(Passage to read)
# Need a show name for Luca :)



## Dreamcatcher5 (May 15, 2012)

PS: I am going to do Pony Club, A&P shows and local competitions with him. 
This includes in-hand and general riding. (for example: best walk...best trot...)
Maybe I'll also do some jumping.


----------



## ponypile (Nov 7, 2007)

I really like his registered name, it's original and sounds cool!


----------



## Dreamcatcher5 (May 15, 2012)

Yeah, I like Arufusson too but if only you knew how unoriginal it actually is... I'll tell you.

His father was Young Rufus, a very succesful pacer in New Zealand, won over one million dollars and sired many foals. Luca was one of them. His owner couldn't decide what name to register him with so he just called him A-Rufus-son. Like, a son of Rufus. A Rufus son. :shock: That's why I'm not really a fan of that name...although it sounds quite cool. Hah, I just had a thought...if he had been a filly, would he have called Luca "Arufusdaughter"? :lol: probably not. Can't even be pronounced properly, lol.

(Prompt 1) List the kinds of events that the first sentence of the PS in the horse show name thread says Luca will be entered in.
The forum thread and the records that follow it were taken from unrelated sources.

(Record set)
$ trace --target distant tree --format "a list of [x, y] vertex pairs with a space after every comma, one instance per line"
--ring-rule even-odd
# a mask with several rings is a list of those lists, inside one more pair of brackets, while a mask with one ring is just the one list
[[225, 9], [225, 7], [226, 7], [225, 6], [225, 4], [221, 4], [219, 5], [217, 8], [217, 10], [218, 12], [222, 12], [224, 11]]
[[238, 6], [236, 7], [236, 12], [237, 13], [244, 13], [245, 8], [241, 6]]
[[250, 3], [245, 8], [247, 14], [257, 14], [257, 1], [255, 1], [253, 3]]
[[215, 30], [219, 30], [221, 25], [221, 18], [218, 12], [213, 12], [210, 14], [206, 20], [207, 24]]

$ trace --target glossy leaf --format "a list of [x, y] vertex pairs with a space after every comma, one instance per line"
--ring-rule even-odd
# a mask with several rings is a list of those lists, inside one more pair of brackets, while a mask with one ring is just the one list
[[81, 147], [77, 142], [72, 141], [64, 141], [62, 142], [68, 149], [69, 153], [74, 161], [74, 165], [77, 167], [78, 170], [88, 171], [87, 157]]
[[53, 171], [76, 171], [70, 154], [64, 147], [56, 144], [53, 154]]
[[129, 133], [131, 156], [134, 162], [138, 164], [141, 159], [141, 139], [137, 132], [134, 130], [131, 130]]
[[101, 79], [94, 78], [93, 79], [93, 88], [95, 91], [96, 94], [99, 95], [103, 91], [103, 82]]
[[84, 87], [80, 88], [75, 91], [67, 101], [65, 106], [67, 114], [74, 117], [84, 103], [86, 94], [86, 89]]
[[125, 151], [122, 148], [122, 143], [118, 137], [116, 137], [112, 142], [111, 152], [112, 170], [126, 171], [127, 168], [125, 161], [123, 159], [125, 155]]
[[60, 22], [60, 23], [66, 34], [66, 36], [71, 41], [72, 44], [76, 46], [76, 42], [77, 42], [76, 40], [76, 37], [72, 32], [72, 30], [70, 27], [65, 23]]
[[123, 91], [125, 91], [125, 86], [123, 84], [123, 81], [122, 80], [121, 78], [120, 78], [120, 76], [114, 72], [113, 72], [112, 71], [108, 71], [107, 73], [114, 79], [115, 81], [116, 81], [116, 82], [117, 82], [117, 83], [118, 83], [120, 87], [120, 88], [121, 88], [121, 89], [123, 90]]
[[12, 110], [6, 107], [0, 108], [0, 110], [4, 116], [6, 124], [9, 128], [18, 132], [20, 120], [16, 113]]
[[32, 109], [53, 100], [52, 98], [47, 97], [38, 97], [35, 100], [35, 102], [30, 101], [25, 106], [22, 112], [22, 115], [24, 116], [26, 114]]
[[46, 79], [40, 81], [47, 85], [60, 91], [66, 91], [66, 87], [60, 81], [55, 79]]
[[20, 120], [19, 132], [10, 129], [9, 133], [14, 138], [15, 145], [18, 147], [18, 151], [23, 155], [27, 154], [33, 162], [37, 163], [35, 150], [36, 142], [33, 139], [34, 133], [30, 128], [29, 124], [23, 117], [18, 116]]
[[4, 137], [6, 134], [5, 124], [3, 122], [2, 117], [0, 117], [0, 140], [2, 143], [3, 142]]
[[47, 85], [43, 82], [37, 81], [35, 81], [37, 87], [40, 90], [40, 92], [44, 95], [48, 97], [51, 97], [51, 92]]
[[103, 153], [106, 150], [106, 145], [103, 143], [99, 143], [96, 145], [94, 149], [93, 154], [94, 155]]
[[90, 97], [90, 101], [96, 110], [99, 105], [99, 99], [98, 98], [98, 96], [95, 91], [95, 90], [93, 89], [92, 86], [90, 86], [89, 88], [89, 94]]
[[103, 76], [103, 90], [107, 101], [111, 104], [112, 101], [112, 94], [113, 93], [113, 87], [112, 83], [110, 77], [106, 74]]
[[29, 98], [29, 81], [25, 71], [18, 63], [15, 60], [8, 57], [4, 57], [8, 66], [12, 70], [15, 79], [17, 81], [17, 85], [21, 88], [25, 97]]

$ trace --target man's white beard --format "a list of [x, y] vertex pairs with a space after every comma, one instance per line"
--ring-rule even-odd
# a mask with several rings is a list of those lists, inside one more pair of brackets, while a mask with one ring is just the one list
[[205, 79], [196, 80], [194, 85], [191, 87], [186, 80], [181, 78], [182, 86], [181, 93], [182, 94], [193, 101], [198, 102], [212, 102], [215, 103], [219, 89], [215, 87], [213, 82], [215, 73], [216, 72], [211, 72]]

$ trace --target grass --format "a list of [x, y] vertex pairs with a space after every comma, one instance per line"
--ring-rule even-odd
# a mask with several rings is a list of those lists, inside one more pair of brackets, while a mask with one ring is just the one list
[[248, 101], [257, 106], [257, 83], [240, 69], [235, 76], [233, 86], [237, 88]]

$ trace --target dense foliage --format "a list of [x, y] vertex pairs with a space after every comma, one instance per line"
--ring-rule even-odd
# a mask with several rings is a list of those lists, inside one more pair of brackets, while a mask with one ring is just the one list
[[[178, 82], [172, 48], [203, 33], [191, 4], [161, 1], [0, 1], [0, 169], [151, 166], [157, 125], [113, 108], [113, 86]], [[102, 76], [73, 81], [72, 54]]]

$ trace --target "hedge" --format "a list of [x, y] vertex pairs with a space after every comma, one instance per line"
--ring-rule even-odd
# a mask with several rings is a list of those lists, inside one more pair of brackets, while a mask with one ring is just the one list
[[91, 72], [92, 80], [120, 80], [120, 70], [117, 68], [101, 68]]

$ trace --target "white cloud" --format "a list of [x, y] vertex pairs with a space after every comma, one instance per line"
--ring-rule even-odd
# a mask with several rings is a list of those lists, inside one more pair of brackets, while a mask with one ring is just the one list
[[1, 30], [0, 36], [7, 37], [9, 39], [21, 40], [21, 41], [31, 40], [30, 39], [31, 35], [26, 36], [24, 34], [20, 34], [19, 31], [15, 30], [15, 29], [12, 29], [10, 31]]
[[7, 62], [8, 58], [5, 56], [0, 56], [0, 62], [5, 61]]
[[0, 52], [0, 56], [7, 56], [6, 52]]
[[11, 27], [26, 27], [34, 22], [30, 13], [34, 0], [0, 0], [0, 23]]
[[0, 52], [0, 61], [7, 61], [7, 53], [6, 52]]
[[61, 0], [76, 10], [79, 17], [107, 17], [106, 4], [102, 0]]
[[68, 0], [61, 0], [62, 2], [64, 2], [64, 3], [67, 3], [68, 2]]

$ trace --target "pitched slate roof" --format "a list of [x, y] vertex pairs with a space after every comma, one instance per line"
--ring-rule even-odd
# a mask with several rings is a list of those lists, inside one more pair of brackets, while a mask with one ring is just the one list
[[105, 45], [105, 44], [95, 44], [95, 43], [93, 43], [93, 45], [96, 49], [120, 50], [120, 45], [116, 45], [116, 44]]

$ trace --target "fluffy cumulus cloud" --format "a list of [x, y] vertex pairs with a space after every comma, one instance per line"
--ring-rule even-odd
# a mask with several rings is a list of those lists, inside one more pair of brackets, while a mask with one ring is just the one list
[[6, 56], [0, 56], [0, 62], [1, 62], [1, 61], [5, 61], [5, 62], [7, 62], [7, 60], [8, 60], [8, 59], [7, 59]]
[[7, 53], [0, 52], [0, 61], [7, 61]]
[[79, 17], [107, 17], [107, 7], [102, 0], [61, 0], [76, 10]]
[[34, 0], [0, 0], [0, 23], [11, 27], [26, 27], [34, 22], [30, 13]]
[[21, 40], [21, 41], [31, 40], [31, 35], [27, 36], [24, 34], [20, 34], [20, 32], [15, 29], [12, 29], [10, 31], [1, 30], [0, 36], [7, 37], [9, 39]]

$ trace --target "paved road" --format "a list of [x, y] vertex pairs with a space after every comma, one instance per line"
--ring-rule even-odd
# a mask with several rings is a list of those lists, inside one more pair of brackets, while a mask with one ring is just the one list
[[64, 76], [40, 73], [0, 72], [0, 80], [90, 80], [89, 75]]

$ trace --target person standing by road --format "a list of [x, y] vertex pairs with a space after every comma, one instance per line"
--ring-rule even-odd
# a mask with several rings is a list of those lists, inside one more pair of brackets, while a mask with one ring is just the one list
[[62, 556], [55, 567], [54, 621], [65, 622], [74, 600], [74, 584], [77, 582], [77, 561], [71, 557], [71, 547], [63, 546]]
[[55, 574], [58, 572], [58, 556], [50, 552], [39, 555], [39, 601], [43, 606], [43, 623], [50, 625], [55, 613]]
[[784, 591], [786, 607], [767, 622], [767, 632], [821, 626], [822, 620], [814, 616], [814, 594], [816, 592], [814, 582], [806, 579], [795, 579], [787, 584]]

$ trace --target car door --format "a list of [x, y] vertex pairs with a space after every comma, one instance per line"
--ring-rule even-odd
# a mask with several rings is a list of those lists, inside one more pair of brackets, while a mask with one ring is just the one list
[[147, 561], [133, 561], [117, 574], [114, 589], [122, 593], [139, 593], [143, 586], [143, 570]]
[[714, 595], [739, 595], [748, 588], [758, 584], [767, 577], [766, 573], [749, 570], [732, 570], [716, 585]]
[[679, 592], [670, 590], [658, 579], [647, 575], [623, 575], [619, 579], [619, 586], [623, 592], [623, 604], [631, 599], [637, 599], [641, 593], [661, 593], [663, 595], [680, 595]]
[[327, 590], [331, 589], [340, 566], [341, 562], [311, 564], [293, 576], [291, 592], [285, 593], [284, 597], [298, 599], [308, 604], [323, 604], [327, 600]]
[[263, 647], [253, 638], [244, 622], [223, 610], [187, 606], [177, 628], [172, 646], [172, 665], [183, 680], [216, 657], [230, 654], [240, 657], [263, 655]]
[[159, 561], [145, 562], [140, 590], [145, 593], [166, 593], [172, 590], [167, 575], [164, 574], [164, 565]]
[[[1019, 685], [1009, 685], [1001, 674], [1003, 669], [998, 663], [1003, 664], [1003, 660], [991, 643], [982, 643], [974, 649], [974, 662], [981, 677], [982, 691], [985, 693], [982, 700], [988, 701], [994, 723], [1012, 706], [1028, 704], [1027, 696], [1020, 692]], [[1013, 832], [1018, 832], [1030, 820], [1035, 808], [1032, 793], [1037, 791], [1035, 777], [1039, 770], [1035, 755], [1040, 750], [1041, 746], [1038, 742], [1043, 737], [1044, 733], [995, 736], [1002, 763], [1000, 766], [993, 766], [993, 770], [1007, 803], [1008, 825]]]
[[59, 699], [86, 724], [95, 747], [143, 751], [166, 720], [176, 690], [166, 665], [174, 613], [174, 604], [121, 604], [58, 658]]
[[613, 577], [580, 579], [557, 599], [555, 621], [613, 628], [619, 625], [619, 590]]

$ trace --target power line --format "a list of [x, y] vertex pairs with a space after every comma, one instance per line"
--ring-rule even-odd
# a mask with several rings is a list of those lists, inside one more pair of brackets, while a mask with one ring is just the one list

(Prompt 2) Rename "distant tree" to "background tree" in the records, from their first line up to and including the line with "20], [207, 24]]", and return only those lines with everything else unchanged.

(Solution 1) Pony Club, A&P shows, local competitions

(Solution 2)
$ trace --target background tree --format "a list of [x, y] vertex pairs with a space after every comma, one instance per line"
--ring-rule even-odd
# a mask with several rings is a list of those lists, inside one more pair of brackets, while a mask with one ring is just the one list
[[225, 9], [225, 7], [226, 7], [225, 6], [225, 4], [221, 4], [219, 5], [217, 8], [217, 10], [218, 12], [222, 12], [224, 11]]
[[238, 6], [236, 7], [236, 12], [237, 13], [244, 13], [245, 8], [241, 6]]
[[250, 3], [245, 8], [247, 14], [257, 14], [257, 1], [255, 1], [253, 3]]
[[215, 30], [219, 30], [221, 25], [221, 18], [218, 12], [213, 12], [210, 14], [206, 20], [207, 24]]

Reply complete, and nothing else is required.